# Exercise
Every record must be repeated exactly; omit any pictures they contain.

== Data for this task ==

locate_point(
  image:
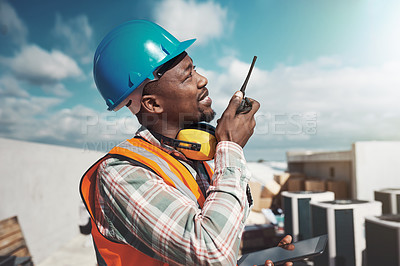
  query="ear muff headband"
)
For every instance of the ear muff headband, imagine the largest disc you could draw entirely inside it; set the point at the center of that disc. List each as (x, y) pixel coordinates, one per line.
(196, 142)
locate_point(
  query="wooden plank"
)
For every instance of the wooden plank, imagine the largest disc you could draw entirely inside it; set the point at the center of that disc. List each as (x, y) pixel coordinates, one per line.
(10, 239)
(7, 250)
(22, 252)
(8, 226)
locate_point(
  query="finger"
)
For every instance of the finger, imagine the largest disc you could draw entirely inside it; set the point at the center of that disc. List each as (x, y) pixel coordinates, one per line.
(269, 263)
(234, 103)
(254, 106)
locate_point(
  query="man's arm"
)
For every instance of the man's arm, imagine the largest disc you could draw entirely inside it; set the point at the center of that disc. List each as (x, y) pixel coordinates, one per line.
(169, 223)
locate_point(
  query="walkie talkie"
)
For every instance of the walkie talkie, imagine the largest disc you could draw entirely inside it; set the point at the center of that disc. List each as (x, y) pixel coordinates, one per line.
(245, 105)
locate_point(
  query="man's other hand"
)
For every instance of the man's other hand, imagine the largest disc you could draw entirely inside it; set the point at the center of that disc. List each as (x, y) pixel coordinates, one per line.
(284, 243)
(237, 127)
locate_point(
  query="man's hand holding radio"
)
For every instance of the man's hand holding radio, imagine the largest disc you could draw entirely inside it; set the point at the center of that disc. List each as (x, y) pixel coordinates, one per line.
(237, 127)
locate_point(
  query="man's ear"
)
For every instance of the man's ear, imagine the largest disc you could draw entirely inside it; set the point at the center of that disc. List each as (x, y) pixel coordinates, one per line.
(151, 104)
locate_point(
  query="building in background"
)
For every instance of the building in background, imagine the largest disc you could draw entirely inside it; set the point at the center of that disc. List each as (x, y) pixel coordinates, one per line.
(368, 166)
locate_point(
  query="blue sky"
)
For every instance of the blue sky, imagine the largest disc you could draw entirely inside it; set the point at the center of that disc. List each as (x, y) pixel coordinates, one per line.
(327, 72)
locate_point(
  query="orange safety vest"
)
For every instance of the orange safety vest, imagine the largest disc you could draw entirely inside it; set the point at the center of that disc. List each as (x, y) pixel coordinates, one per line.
(170, 169)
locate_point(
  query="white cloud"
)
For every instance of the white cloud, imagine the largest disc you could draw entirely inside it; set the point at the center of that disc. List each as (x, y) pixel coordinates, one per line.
(39, 66)
(9, 87)
(349, 103)
(11, 25)
(34, 119)
(188, 19)
(75, 35)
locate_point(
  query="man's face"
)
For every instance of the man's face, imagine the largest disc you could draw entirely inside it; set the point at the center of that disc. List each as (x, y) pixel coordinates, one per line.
(184, 94)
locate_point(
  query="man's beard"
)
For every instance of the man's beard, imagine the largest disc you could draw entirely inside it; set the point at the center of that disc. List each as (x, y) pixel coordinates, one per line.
(207, 117)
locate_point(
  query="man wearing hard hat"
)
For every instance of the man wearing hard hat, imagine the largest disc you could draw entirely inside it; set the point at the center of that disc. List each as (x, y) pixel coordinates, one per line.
(153, 199)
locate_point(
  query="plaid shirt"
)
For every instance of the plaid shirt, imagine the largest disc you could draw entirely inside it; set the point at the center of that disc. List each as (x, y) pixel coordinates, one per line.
(138, 208)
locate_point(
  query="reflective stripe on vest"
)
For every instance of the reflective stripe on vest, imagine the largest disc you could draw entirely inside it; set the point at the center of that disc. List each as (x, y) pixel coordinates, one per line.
(164, 165)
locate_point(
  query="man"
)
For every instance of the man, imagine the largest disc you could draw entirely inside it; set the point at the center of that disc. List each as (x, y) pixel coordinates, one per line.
(150, 204)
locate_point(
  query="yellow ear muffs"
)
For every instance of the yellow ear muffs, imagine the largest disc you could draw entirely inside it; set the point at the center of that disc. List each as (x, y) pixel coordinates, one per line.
(201, 133)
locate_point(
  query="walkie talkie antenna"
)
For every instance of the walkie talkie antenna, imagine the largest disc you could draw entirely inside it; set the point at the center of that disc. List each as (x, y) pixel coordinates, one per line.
(248, 75)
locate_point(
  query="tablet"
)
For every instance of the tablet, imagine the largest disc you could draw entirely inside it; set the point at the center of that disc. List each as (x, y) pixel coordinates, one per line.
(279, 255)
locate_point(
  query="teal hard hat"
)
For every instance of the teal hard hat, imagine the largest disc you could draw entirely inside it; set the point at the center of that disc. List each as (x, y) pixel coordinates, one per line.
(128, 56)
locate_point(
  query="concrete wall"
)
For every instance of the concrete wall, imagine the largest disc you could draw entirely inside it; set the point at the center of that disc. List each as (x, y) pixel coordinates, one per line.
(39, 183)
(329, 170)
(376, 166)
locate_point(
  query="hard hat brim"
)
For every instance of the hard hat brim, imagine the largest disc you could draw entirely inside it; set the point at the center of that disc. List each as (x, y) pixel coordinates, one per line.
(181, 48)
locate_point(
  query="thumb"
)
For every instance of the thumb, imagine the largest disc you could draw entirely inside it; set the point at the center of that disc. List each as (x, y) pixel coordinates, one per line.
(234, 103)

===

# The completed task
locate_point(
  image:
  query="ear muff headband"
)
For every instance of the ear muff headband, imagine the largest disc you could draw entirely inside it; set the point at the center of that disc. List each as (x, y) pixel coordinates, one per line.
(196, 142)
locate_point(
  query="wooden plank"
)
For every instance of the wooden plank, imagine the largest disc you could draw entirely inside it; set the point at the center of that disc. List each as (x, y) pixel coordinates, one per line.
(10, 239)
(7, 250)
(22, 252)
(8, 226)
locate_point(
  query="finger"
)
For every instance of the finger, imagine the largest disc you could draw entirely inside it; set the point at the center of that disc. List each as (x, y) pixel coordinates, one per line.
(269, 263)
(234, 103)
(254, 106)
locate_point(
  query="man's arm"
)
For every instance of the man's arm, imagine the largest disc you could draw entirely inside it; set the point at the center of that disc. List each as (x, y) pixel coordinates, one per line.
(169, 223)
locate_point(
  query="walkie talkie"
)
For every instance of the walkie talkie, imagine the largest disc you could draw entirely inside it; set the point at the center of that disc. List each as (x, y) pixel coordinates, one per line.
(245, 105)
locate_point(
  query="man's other hand"
)
For every instance of the man's other hand, imagine the largest disc you could draw entirely inside it; set the point at the center of that disc. List each as (x, y) pixel coordinates, one per line.
(284, 243)
(237, 127)
locate_point(
  query="man's hand holding radio"
)
For every instance of the man's hand holding radio, imagine the largest disc you could draw entirely inside it; set the point at the center of that disc. List each as (x, y) pixel coordinates, one per line.
(237, 127)
locate_point(
  query="man's ear"
)
For every instance of the man's ear, imagine the largest disc you could draw entirely inside it; set the point at the center of that disc. List each as (x, y) pixel coordinates, one per line.
(151, 104)
locate_point(
  query="building in background"
)
For every instance of the building in background, imagine the largest disc you could draw entirely inside it; set the point at the center of that disc. List each as (x, y) pixel coordinates, one per line.
(368, 166)
locate_point(
  query="blue sky"
)
For every instance of the blue sky, imagine the largest disc you could draw entirely inside it; set the point at the center of that disc. List each as (x, y) pixel coordinates, one per line.
(327, 72)
locate_point(
  query="orange safety vest"
)
For every instance of the orange safety vest, imagine the largest disc you could draw entirely inside it; set the point at the center of that disc. List each as (x, y) pixel coordinates, one per line.
(170, 169)
locate_point(
  query="white cloud"
)
For every instance of the white cloud, imagine the largest disc you could draw entirely inside it; set the point at the center of that disc. List each as (x, y) pixel coordinates, one per line.
(39, 66)
(9, 87)
(349, 103)
(11, 25)
(34, 119)
(188, 19)
(75, 35)
locate_point(
  query="man's face"
)
For every instance of the man's face, imagine the largest disc you could draw entirely inside it; set the point at the center of that disc. List each as (x, y) pixel coordinates, one per line.
(184, 94)
locate_point(
  query="man's beard"
)
For every instance of the man's beard, imagine the largest disc you could draw entirely inside it; set the point at the center of that disc. List each as (x, y) pixel coordinates, one per line.
(207, 117)
locate_point(
  query="man wearing hard hat"
)
For every instance of the man wearing hard hat, imagine the largest disc you could draw entirely inside it; set the point at the center of that disc. List each as (x, y) pixel coordinates, one per line.
(153, 199)
locate_point(
  query="plaid shirt"
)
For every instance of the plaid shirt, imagine the largest disc you could draw entirely inside it; set the point at the center of that disc. List each as (x, y) pixel coordinates, one per line.
(138, 208)
locate_point(
  query="reflective stripe on vest"
)
For every instance of the reflective stripe on vest, imagine the largest disc you could draw entirely inside it; set the point at the center of that disc. List each as (x, y) pixel coordinates, one per line.
(164, 165)
locate_point(
  query="man"
)
For every instance of the man, imagine the largest disc you could draw entirely inside it; set the point at the center of that disc. List each as (x, y) pixel coordinates, one per line.
(150, 204)
locate_point(
  query="yellow ear muffs"
)
For every instance of the yellow ear muffs, imagine the largest disc you could draw entirely inside it; set the point at the center of that disc. List each as (x, y) pixel coordinates, one per line.
(201, 133)
locate_point(
  query="walkie talkie antenna"
)
For every instance of the walkie talkie antenna, imagine the largest disc you could draw entirely inside it; set the point at the center of that disc. List each as (x, y) pixel coordinates, one per line.
(248, 75)
locate_point(
  query="tablet"
)
For every instance of the tablet, imagine the largest disc you could draw entirely inside it; set the point at the center of that disc. List each as (x, y) pixel coordinates, one per line.
(279, 255)
locate_point(
  query="teal hard hat"
)
For every instance of the teal hard hat, imagine the largest disc you could draw entirely inside it; set the point at the center of that disc. List each as (x, y) pixel coordinates, one per line.
(128, 56)
locate_point(
  query="concrete wall"
)
For every instance of the concrete wall, imagine the largest disc you could draw entirely inside it; set the point at the center of that disc. List each as (x, y) pixel coordinates, one per line.
(39, 183)
(329, 170)
(376, 166)
locate_point(
  query="hard hat brim"
)
For every instance of the hard hat brim, imagine the largest disc you could draw entirely inside it; set the point at the center of that disc. List each as (x, y) pixel coordinates, one per line.
(181, 48)
locate_point(
  query="thumb"
)
For every instance of the thumb, imagine the largest disc you could draw entirely inside it; set the point at the center of that disc. List each as (x, y) pixel coordinates, one per line.
(234, 103)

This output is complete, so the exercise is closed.